**Instruções da tarefa**
Pode escrever a continuação do texto sobre a presidência de Jimmy Carter, começando logo após a última frase?

**Trecho para leitura**
──────────
O acordo levou ao primeiro tratado de paz entre Israel e um país árabe no ano seguinte. O tratado comprometeu Israel a retirar tropas e assentamentos civis da Península do Sinai e resultou em bilhões de dólares em ajuda dos EUA a Israel e ao Egito.
O avanço em Camp David, no entanto, não levou a uma paz mais ampla no Oriente Médio, e Carter ao longo dos anos não escondeu sua decepção. Em seu livro Palestine: Peace, Not Apartheid, ele destacou a ocupação israelense de terras árabes como a causa raiz das hostilidades contínuas.
Em um livro de 2010 baseado em seus diários da Casa Branca, Carter escreveu que os EUA haviam “falhado em cumprir uma responsabilidade única e inquestionável: mediar um acordo de paz entre Israel e seus vizinhos.”
Boicote às Olimpíadas
Em resposta à invasão soviética do Afeganistão em dezembro de 1979, Carter impôs um embargo comercial e organizou o boicote aos Jogos Olímpicos de Verão de 1980 em Moscou. Rosalynn Carter revelou que tentou, sem sucesso, convencer seu marido a esperar até depois das primárias presidenciais de Iowa em 1980 para impor o embargo, que prejudicou os agricultores dos EUA.
“Sou muito mais política do que Jimmy e estava mais preocupada com popularidade e reeleição,” escreveu Rosalynn em suas memórias de 1984, “mas devo dizer que ele teve a coragem de enfrentar questões importantes, por mais controversas — ou politicamente prejudiciais — que fossem.”
A maior crise externa de sua presidência foi precipitada pela Revolução Islâmica no Irã, que derrubou o xá e instalou um governo teocrático liderado pelo clérigo exilado, aiatolá Ruhollah Khomeini.
Em 4 de novembro de 1979, estudantes radicais invadiram a embaixada dos Estados Unidos em Teerã e fizeram mais de 60 americanos reféns. Cinquenta e dois deles foram mantidos por 444 dias, até o final do mandato de Carter.
Em abril de 1980, Carter autorizou uma tentativa militar para resgatar os reféns. Das oito aeronaves que partiram do USS Nimitz, três tiveram problemas. A missão foi abortada, e durante a retirada, um helicóptero colidiu com um avião C-130, resultando em uma explosão que matou oito militares americanos.
Com crises internas e externas paralisando seu governo, Carter perdeu sua tentativa de reeleição por uma grande margem, com Reagan vencendo em 44 estados. Os reféns foram libertados em 20 de janeiro de 1981, no dia da posse de Reagan.
──────────
Registros extraídos de um conjunto de dados
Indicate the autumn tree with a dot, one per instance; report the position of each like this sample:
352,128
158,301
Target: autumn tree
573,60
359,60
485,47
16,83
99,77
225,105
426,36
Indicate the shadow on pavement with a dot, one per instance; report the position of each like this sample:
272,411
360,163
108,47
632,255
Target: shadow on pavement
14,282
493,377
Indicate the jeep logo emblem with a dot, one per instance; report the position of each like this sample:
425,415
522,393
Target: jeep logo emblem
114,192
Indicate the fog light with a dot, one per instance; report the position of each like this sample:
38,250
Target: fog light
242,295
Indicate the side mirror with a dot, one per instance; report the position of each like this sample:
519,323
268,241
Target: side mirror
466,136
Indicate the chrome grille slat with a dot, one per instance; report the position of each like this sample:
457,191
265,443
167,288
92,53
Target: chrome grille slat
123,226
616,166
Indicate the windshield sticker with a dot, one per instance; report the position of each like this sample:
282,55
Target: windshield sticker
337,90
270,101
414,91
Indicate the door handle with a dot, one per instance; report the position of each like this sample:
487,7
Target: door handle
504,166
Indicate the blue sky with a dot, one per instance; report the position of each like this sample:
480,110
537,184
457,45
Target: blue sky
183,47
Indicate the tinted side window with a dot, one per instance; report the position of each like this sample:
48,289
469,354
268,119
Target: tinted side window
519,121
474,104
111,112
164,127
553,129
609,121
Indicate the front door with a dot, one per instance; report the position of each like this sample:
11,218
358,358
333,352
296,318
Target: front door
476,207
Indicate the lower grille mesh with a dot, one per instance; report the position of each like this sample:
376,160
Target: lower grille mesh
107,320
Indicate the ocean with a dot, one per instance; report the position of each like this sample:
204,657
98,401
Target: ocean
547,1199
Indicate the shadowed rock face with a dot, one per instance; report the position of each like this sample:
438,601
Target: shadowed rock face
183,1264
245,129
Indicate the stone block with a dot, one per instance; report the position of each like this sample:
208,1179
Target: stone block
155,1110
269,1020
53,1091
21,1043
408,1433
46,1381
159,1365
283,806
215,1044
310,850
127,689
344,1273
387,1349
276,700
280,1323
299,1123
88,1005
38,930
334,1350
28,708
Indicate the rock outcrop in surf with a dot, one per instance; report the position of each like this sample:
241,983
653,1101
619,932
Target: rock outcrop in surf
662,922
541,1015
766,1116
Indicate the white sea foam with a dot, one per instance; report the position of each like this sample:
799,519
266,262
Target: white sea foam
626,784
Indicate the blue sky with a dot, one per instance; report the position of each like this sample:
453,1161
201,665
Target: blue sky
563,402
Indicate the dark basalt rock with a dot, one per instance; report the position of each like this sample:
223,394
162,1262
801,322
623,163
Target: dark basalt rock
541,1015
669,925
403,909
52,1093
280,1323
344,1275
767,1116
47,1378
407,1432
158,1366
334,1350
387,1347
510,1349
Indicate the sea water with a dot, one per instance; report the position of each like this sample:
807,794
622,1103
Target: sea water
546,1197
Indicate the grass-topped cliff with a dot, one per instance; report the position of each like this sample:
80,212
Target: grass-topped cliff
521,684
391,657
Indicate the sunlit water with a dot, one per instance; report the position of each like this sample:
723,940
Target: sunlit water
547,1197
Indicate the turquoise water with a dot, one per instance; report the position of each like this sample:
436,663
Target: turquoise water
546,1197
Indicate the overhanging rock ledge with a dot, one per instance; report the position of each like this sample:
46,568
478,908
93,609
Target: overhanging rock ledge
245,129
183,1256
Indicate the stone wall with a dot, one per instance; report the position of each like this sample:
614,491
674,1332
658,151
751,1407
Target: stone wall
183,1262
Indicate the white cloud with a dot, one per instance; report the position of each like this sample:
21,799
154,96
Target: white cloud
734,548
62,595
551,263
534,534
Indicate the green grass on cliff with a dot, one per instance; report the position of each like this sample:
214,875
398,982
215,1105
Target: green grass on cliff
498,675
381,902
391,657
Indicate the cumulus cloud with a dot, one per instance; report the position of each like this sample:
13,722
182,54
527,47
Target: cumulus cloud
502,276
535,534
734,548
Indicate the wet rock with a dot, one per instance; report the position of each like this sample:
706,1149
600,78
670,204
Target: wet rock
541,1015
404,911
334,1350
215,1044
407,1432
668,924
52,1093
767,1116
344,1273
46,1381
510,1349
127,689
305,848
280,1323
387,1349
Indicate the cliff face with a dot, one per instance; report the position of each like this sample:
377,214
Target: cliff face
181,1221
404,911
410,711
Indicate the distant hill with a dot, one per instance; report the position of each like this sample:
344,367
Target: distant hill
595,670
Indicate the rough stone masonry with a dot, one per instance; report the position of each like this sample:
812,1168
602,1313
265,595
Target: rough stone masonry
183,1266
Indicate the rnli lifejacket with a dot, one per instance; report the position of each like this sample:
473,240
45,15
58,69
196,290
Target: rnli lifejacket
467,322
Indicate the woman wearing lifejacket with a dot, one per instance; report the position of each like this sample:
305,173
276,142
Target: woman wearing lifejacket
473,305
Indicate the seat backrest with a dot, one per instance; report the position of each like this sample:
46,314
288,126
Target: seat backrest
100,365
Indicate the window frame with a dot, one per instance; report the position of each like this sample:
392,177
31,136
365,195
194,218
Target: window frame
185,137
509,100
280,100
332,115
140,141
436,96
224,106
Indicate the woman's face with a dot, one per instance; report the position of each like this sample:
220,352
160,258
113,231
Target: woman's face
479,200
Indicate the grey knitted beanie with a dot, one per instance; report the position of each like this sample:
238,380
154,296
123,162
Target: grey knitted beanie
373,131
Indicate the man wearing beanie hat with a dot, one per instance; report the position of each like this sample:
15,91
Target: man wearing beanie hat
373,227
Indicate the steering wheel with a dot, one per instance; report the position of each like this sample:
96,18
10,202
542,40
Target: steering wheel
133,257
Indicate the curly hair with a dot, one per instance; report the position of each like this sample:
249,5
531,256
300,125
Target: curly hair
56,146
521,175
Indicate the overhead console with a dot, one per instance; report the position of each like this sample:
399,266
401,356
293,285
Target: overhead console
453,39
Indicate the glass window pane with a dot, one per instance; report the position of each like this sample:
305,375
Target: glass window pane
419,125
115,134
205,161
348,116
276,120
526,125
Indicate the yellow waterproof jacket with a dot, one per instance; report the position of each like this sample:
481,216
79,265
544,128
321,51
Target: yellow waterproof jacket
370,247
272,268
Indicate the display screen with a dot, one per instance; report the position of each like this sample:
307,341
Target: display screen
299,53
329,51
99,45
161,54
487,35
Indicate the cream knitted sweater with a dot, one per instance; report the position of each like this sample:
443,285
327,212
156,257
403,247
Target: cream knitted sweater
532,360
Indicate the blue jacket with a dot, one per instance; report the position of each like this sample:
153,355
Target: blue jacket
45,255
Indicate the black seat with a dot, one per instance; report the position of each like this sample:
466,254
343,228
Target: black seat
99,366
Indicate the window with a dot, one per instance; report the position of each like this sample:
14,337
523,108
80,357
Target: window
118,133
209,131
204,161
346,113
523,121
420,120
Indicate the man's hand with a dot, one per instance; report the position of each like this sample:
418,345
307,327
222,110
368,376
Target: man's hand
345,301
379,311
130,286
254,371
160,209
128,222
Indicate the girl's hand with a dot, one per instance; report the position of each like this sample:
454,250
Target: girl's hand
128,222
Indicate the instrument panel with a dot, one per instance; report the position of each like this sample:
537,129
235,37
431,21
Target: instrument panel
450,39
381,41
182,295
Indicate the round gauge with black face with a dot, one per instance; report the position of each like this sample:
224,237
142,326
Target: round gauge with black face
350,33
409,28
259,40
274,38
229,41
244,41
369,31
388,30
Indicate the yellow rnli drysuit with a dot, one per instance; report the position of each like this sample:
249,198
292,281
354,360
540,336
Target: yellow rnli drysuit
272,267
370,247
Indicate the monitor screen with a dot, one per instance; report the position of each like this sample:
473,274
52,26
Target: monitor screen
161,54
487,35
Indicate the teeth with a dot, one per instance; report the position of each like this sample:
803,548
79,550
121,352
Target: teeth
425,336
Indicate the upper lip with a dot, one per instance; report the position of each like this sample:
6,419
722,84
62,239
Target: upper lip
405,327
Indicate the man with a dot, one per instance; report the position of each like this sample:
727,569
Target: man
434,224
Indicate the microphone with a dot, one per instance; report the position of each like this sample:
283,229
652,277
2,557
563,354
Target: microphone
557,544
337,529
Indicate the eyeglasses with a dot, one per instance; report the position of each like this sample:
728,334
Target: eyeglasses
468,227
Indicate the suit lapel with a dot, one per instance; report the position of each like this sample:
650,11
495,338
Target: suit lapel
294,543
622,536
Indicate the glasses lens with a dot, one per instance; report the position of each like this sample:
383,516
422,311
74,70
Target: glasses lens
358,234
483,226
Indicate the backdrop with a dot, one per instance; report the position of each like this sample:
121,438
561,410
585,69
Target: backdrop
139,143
──────────
**Resposta da tarefa**
Mais um helicóptero
“Em várias salas de aula e fóruns públicos, fui frequentemente perguntado se havia uma ação ou decisão substantiva que eu teria mudado como presidente,” escreveu Carter em White House Diary. “De forma um pouco jocosa, respondi: ‘Eu teria enviado mais um helicóptero para garantir o sucesso da operação de resgate dos reféns em abril de 1980.’ Mas acredito sinceramente que, se tivesse feito isso, teria sido reeleito.”
Os Carters retornaram a Plains após deixar a Casa Branca, e Carter ensinou escrituras na Igreja Batista Maranatha até 2020.
Em seu ativo período pós-presidência, Carter ajudou a organizar negociações de paz entre as Coreias do Norte e do Sul e um cessar-fogo na Bósnia. Pelo Centro Carter, ele monitorou eleições ao redor do mundo para garantir sua lisura. Viajou ao Haiti em 1994 para negociar a restauração do governo constitucional, evitando uma invasão liderada pelos EUA.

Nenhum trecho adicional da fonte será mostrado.